- TASK
Please set out each line below exactly as it stands, without the images.

- Region pointing data

================

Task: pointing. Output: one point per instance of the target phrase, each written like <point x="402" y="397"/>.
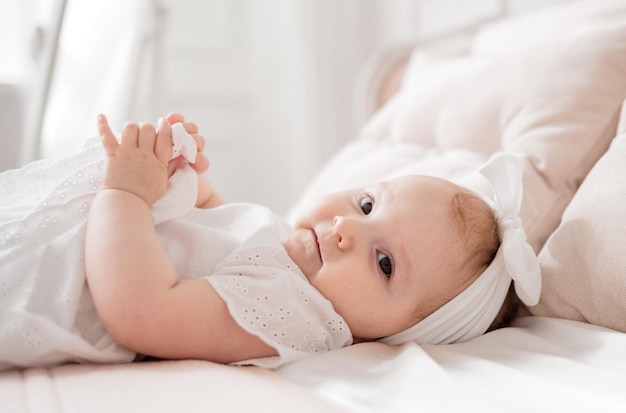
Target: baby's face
<point x="383" y="255"/>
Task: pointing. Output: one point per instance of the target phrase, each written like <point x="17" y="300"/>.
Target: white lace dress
<point x="46" y="311"/>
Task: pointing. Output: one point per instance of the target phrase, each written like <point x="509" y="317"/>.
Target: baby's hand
<point x="137" y="164"/>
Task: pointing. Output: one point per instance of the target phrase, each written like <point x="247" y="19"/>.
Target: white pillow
<point x="583" y="264"/>
<point x="556" y="104"/>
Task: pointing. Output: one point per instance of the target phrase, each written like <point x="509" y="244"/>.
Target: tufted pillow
<point x="555" y="103"/>
<point x="583" y="263"/>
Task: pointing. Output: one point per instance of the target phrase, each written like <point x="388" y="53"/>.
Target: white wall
<point x="270" y="82"/>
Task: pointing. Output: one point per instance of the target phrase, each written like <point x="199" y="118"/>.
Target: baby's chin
<point x="302" y="248"/>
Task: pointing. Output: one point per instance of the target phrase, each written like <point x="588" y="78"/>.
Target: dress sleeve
<point x="269" y="297"/>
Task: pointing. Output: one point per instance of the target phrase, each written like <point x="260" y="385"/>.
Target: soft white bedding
<point x="462" y="110"/>
<point x="541" y="365"/>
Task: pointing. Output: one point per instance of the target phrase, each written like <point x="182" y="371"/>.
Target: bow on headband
<point x="504" y="173"/>
<point x="470" y="313"/>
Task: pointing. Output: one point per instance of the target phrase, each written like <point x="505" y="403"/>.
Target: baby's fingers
<point x="163" y="144"/>
<point x="109" y="141"/>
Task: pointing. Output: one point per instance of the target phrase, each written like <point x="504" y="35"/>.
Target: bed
<point x="549" y="87"/>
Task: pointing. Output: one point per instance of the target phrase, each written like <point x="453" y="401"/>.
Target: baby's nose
<point x="343" y="228"/>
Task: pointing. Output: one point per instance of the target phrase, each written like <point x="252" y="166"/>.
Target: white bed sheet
<point x="540" y="365"/>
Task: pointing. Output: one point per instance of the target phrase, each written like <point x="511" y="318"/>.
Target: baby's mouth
<point x="317" y="245"/>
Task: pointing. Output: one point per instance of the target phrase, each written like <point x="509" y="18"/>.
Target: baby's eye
<point x="366" y="205"/>
<point x="385" y="264"/>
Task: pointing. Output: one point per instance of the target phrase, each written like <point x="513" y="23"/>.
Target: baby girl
<point x="108" y="256"/>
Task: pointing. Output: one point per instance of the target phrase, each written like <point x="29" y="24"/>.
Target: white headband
<point x="470" y="313"/>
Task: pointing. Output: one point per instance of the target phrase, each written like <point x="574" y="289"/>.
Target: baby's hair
<point x="481" y="241"/>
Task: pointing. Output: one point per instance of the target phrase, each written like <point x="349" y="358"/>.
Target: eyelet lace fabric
<point x="268" y="296"/>
<point x="46" y="312"/>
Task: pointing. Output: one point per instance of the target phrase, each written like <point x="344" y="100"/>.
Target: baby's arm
<point x="207" y="197"/>
<point x="132" y="280"/>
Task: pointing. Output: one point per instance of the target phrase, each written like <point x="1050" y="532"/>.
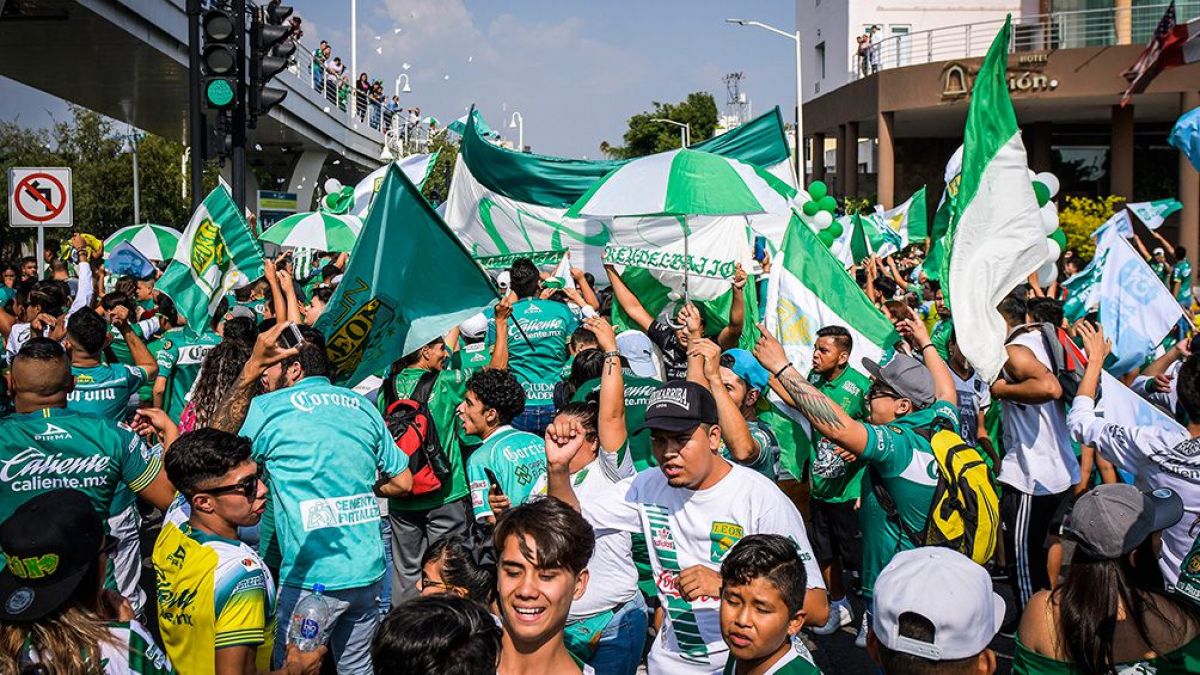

================

- PROBLEM SOLUTION
Task: pointing. Output: one point per instance of the target phrase, each written like <point x="402" y="397"/>.
Target: baby's face
<point x="383" y="255"/>
Task: pointing. Output: one point per instance of the target phrase, each written like <point x="17" y="300"/>.
Target: white lace dress
<point x="46" y="311"/>
Task: pointing. Output: one point per instance of the target phrase, each written like <point x="509" y="317"/>.
Target: baby's hand
<point x="137" y="164"/>
Task: pointing. Output: one point per instance of the target phrase, each written like <point x="247" y="19"/>.
Target: white pillow
<point x="583" y="264"/>
<point x="556" y="104"/>
Task: pointing. Output: one point per instance of the target phrase, each written like <point x="509" y="244"/>.
Target: tufted pillow
<point x="555" y="103"/>
<point x="583" y="263"/>
Task: pointing. Output: one point per instance of the target phrase, each written like <point x="388" y="53"/>.
Target: white wall
<point x="270" y="82"/>
Task: pointing. Output: one point per instance of the target phrase, each written like <point x="199" y="118"/>.
Target: baby's chin
<point x="302" y="248"/>
Task: pointing. Output: one point per instance of the target phrase, each written like <point x="588" y="78"/>.
Target: dress sleeve
<point x="269" y="297"/>
Task: pointing. Output: one point per instance of the target phrase, each written like <point x="260" y="385"/>.
Target: soft white bedding
<point x="462" y="110"/>
<point x="541" y="365"/>
Task: pointing. Output: one point per instance of the target phrase, each written like <point x="182" y="371"/>.
Target: bow on headband
<point x="504" y="173"/>
<point x="470" y="313"/>
Task: pointing. Output: one point per instance of the target phrase, each written like <point x="505" y="403"/>.
Target: baby's fingers
<point x="163" y="144"/>
<point x="109" y="141"/>
Task: pointing. Output: one point per instance of the target phrase, each written like <point x="504" y="35"/>.
Target: bed
<point x="549" y="87"/>
Task: pointing. Output: one point per instance of the target phrase, each written like <point x="453" y="401"/>.
Target: baby's nose
<point x="343" y="228"/>
Task: pointing. Output: one point per instance of the target phrase, each written like <point x="252" y="166"/>.
Target: white bed sheet
<point x="540" y="365"/>
Task: pointing. Output: one point per instance of the target phrase, each written like <point x="511" y="318"/>.
Target: baby's mouth
<point x="317" y="245"/>
Task: pointing. Output: one point per instance of the target phrase, each written like <point x="509" y="18"/>.
Target: baby's eye
<point x="366" y="205"/>
<point x="385" y="264"/>
Task: pointing. Output: one point per instance of the target phrase, each written like <point x="513" y="23"/>.
Target: baby girl
<point x="108" y="256"/>
Task: pointing. Output: one point per instance of the target phrase, each written like <point x="29" y="24"/>.
Target: white headband
<point x="470" y="313"/>
Task: pointing. Output: one point per instance of the target phrase, each written like <point x="574" y="289"/>.
Target: baby's hair
<point x="481" y="241"/>
Task: pointing. Output: one point per instance of the target phrase, each written like <point x="349" y="358"/>.
Target: eyelet lace fabric
<point x="268" y="296"/>
<point x="46" y="312"/>
Task: pointing. Output: one point per instance of the target phrase, each written like <point x="344" y="100"/>.
Target: baby's arm
<point x="207" y="197"/>
<point x="132" y="280"/>
Task: pointing. Output: one point per instance of the target phrase, each written like <point x="1050" y="532"/>.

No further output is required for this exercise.